> [Records of labeled points]:
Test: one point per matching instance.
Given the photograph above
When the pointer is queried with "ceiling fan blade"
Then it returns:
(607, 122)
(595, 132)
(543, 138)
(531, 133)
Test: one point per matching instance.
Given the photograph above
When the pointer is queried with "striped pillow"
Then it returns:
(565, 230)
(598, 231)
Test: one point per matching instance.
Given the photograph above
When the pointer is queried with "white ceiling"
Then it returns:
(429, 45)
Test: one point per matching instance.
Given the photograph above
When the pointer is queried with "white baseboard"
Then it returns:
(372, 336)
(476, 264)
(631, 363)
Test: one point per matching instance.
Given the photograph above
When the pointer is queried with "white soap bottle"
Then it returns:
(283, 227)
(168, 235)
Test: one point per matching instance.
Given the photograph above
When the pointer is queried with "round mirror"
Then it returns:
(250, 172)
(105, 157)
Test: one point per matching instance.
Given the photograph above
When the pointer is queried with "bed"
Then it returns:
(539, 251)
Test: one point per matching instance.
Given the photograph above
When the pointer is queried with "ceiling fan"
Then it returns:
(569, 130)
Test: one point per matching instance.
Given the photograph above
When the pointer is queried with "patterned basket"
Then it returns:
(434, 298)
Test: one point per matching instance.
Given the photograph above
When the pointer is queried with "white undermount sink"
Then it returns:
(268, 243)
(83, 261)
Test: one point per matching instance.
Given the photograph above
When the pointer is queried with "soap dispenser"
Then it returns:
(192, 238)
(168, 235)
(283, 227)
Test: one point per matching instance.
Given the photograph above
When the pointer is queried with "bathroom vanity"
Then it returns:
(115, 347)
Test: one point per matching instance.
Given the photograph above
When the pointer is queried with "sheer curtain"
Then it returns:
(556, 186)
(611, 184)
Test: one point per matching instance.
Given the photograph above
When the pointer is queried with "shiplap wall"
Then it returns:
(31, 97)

> [WHAT YOU ARE ASKED TO DO]:
Pull out every line in the rows above that contains the string "white" and copy each one.

> [REPLY]:
When the pointer is queried with "white ceiling"
When the pointer is queried with "white baseboard"
When the pointer is queried with "white soap bottle"
When the pointer is queried with "white undermount sink"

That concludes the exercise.